Data for processing:

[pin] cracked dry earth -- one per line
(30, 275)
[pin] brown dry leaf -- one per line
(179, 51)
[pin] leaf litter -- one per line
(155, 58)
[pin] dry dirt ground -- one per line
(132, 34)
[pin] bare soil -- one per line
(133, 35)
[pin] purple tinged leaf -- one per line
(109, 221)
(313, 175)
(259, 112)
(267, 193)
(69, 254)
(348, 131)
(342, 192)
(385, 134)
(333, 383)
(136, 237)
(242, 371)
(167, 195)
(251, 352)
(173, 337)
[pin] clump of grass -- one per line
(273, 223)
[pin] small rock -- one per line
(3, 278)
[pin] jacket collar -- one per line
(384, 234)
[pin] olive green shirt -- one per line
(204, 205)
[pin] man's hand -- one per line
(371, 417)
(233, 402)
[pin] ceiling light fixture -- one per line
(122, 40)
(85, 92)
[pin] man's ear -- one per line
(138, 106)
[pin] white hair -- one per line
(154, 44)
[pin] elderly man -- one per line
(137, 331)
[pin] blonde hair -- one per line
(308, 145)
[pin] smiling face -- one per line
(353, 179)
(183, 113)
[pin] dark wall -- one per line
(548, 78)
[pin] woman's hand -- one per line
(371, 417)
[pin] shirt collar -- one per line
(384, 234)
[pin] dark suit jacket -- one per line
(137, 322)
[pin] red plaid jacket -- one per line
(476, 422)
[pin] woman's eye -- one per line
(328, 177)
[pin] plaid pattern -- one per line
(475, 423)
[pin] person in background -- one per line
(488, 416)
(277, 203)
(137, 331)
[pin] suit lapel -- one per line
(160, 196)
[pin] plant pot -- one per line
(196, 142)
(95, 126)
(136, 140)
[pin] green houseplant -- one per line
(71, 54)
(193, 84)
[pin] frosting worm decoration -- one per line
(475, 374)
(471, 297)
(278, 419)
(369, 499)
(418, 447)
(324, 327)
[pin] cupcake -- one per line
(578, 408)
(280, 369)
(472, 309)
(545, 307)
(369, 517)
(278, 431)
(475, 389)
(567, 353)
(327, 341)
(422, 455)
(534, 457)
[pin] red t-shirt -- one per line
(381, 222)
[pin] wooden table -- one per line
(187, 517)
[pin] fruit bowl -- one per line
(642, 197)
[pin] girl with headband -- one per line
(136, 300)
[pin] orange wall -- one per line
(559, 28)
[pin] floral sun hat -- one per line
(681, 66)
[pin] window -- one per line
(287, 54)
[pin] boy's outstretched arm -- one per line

The task:
Only output the lines from the one with "[pin] green houseplant -- one per line" through the end of the entries above, exactly as they are.

Reply:
[pin] green houseplant -- one per line
(71, 54)
(193, 84)
[pin] frosting worm decoration -- one per line
(475, 374)
(471, 297)
(278, 419)
(369, 499)
(418, 447)
(324, 327)
[pin] cupcake -- one per line
(578, 408)
(280, 369)
(472, 309)
(545, 307)
(369, 517)
(278, 431)
(475, 389)
(567, 353)
(327, 341)
(422, 455)
(534, 457)
[pin] red t-shirt -- one per line
(381, 222)
[pin] wooden table -- one per line
(187, 517)
[pin] fruit bowl -- one per line
(642, 197)
[pin] girl with headband -- one per line
(136, 300)
[pin] orange wall -- one per line
(559, 28)
[pin] floral sun hat -- one per line
(681, 66)
[pin] window -- one per line
(287, 54)
[pin] boy's outstretched arm -- one per line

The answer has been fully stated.